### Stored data
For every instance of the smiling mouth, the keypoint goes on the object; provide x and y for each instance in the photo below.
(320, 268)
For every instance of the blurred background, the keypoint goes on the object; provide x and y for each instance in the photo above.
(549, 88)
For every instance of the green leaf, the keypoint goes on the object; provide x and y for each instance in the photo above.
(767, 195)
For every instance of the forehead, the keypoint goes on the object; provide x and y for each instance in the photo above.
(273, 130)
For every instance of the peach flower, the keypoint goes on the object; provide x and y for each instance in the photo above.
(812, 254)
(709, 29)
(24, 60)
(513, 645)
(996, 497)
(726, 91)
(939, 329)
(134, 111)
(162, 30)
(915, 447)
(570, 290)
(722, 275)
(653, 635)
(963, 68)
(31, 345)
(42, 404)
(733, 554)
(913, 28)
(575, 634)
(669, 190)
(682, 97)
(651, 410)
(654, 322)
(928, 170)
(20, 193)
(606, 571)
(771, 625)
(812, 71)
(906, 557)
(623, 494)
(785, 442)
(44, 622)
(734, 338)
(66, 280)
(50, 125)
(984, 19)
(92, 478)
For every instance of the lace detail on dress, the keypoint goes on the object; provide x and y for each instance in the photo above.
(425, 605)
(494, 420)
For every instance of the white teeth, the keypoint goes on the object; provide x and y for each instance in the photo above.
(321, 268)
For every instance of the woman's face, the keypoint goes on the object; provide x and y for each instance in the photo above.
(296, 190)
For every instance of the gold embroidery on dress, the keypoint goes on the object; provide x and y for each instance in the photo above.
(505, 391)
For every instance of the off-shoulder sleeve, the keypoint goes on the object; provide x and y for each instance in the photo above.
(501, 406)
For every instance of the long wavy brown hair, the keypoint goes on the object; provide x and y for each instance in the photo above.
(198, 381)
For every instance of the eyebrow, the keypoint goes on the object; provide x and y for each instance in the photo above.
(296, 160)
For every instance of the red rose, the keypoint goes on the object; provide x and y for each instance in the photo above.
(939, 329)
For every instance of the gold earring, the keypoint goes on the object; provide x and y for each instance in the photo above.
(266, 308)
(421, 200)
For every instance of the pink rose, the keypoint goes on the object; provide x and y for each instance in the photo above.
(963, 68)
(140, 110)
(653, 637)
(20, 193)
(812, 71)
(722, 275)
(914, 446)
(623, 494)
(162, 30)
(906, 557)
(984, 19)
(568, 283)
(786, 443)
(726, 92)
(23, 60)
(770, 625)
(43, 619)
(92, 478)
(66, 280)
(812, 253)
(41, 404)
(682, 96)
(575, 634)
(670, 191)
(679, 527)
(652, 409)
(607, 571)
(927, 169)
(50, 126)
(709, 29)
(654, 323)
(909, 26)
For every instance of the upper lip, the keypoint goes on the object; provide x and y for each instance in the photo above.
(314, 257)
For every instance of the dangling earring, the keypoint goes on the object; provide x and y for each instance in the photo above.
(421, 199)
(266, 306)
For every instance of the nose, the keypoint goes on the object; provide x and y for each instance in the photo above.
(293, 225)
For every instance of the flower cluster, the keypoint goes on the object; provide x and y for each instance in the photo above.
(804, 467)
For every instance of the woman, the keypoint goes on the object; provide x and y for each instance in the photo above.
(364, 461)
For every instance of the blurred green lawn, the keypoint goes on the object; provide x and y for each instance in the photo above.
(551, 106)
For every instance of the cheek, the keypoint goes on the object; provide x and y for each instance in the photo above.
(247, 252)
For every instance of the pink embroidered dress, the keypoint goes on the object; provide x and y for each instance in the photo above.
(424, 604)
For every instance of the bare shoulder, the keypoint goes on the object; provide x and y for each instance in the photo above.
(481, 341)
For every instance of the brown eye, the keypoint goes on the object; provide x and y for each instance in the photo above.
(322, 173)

### ASSIGNMENT
The lines from the one holding "For every instance of the pink embroidered" to the end of the entries are to be repeated exactly, with both ends included and nothing else.

### RESULT OF THE EXERCISE
For every instance of the pink embroidered dress, the keypoint goes on the object; provide x and y for each instance in the photo above.
(424, 604)
For every instance of the bare shoulder, the keypoint goes on the object; provide x and y for each instance in the photo above.
(481, 341)
For every instance of the brown eye, the keypoint goes on the object; provide x and y for each instance in the photo above.
(322, 173)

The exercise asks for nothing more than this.